# INFORMATION SHOWN start
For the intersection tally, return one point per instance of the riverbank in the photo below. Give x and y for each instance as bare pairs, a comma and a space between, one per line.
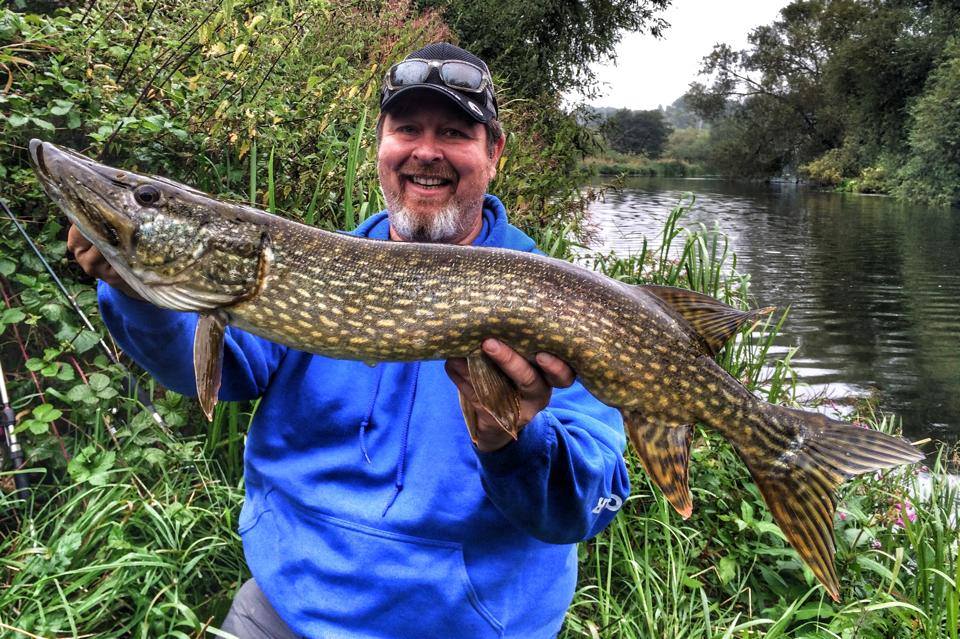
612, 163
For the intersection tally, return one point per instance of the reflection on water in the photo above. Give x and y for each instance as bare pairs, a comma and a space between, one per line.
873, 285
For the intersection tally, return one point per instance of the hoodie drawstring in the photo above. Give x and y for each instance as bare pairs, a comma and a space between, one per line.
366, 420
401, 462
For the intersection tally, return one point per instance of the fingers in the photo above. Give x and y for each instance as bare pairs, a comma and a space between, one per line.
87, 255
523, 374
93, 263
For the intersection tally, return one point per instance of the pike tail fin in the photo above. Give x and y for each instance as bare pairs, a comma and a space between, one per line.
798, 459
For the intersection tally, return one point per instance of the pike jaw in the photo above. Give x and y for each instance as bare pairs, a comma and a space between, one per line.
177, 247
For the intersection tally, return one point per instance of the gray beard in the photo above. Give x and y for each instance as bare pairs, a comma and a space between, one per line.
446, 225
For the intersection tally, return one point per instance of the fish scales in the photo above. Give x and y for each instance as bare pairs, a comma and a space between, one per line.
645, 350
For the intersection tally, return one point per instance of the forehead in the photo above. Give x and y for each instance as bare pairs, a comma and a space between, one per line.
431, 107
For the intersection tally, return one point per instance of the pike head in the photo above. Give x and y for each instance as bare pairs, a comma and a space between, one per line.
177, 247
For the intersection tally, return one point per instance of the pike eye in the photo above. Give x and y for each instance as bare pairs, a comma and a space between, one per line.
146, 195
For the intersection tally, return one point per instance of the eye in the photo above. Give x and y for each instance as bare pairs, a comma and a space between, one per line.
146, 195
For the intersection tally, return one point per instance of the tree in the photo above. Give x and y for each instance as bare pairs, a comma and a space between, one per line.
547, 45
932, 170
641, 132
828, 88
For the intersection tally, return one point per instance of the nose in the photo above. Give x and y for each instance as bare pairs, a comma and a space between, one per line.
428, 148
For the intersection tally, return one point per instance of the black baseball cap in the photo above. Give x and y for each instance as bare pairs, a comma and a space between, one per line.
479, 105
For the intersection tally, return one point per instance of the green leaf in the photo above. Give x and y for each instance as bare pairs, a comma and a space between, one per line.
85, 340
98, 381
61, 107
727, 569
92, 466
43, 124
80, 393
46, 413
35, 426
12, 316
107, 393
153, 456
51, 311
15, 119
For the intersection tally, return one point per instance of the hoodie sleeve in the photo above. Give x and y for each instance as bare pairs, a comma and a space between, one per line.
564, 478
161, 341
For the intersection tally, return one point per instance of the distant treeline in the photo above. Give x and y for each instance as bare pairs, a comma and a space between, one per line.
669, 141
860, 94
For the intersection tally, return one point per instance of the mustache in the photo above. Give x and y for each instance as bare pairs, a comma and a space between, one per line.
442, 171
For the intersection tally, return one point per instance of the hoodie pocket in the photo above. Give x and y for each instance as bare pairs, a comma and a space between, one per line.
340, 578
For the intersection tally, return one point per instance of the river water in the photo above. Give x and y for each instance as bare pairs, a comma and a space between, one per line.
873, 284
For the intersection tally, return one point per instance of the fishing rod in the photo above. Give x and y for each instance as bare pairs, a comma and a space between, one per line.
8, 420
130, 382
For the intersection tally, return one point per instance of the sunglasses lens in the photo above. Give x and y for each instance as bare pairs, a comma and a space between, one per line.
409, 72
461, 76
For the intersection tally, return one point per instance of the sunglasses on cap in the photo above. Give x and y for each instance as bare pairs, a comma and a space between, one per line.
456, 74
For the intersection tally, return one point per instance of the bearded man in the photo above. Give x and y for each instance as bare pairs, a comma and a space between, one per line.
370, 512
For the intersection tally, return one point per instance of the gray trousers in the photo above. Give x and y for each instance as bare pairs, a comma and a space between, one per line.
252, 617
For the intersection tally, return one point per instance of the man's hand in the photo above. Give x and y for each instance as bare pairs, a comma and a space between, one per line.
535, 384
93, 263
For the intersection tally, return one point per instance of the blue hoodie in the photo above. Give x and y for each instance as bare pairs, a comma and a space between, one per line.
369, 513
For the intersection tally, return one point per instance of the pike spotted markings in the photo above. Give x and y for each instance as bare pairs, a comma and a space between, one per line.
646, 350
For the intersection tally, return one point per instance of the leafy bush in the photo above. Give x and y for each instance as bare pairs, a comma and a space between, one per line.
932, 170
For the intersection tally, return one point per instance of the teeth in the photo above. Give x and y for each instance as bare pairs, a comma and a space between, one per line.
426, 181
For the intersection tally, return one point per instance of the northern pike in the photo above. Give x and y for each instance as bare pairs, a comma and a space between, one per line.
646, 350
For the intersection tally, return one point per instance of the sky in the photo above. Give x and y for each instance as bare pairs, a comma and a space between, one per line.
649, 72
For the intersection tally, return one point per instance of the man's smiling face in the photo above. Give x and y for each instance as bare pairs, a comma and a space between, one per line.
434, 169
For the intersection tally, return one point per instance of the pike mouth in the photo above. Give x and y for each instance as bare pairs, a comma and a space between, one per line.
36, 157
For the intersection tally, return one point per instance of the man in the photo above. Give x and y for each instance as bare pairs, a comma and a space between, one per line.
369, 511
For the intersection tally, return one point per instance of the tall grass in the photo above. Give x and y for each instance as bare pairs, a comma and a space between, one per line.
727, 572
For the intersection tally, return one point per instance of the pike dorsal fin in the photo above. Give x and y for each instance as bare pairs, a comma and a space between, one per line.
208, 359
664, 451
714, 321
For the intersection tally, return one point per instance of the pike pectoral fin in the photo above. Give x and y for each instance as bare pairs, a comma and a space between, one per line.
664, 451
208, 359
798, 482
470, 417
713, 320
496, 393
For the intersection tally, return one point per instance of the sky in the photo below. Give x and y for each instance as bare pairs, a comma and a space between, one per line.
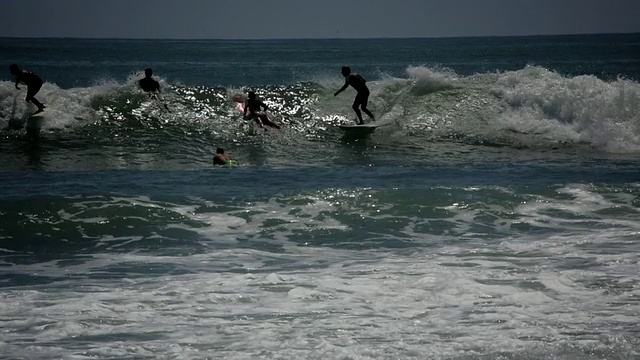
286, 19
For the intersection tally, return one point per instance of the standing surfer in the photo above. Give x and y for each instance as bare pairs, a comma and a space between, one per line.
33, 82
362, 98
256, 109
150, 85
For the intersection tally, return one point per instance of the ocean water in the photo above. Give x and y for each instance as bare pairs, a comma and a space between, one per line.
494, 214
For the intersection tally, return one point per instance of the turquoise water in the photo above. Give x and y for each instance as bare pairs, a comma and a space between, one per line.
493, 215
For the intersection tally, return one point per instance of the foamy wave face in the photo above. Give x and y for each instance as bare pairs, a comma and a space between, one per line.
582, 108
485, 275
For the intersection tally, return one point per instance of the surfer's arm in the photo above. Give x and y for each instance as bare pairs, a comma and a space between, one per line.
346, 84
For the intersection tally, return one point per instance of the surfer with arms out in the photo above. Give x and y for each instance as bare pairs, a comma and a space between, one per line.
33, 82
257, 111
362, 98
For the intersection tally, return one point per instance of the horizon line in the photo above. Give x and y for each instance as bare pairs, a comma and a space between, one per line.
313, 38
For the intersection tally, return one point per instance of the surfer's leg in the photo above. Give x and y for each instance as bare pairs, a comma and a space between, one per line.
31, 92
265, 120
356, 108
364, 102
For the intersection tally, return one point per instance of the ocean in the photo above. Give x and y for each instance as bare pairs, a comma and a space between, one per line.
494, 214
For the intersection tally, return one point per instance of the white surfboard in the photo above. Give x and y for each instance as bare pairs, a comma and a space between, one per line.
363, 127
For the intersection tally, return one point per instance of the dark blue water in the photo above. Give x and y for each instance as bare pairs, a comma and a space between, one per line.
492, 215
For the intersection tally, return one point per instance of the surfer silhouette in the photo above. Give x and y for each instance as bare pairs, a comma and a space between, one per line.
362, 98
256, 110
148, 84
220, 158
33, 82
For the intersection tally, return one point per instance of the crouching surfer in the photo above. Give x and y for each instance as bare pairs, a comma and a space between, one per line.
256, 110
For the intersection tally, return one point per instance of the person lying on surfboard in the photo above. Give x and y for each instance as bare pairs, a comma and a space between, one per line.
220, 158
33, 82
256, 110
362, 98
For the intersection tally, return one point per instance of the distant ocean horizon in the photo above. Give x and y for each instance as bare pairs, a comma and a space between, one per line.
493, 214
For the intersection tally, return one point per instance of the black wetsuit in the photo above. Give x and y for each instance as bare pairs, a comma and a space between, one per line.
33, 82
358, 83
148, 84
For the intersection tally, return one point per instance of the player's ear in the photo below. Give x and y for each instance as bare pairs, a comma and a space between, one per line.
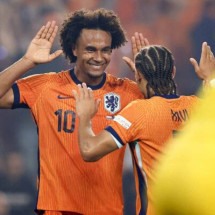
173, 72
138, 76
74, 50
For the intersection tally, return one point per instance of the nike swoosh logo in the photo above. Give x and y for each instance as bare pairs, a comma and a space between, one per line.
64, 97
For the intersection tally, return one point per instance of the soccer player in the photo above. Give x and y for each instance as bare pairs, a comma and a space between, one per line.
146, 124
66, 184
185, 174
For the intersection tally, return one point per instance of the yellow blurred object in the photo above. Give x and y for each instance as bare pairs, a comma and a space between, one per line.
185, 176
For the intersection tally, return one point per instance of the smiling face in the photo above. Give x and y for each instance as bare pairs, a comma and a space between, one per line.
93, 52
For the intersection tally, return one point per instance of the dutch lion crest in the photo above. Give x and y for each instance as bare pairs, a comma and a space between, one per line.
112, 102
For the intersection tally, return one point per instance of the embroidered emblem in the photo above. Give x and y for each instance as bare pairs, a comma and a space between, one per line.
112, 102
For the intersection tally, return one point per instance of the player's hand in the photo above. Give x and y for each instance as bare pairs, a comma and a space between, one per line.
# INFORMATION SHOWN end
Repeat verbatim the range of lines that opens at the line containing "the player's ear" and closes at the last line of the entries, excluding all pictures.

For the intersection tally, return one point per instance of the player's ear in the photo below. Give x and y for each instance as bare pairs, a comma and a space between, one per line.
173, 72
138, 76
74, 50
For the intersection tally, return one point per instance of the nike swoosh logo in the photo above. Give x and y for each instance as bare pairs, a comma and a space between, one per line.
64, 97
For the intersection tally, return one point per instance of the soccer player in the photo above. Give x and y for each instance as bare pairs, a comma and a space between, one per line.
146, 124
66, 184
185, 174
For the intersection tally, return one point per instance of the yellow blurred object in the photo above. Give x and y for each instance as bare pairs, a comma and a space between, one per line.
185, 176
For the intersection tally, return one point per instance of the smiling face in the photo above. Give x and y for each instance as bare pairs, a comma and a space between, one per line.
93, 52
For the intersection tally, return one point per instance of the dutch lion crest in the photo above. Give x and y for each instance as bare pairs, a comma and a space between, one per line.
112, 102
For the intersection tally, return one point per instance of the embroidered emblem in the photo above. Give x and y for each instance as bare pairs, a comma and a space between, one per line.
112, 102
For the intersection tally, return one point per instance of the player's hand in the photo above. Give x and y for each instance as bare pairs, a comma and a space between, one per line.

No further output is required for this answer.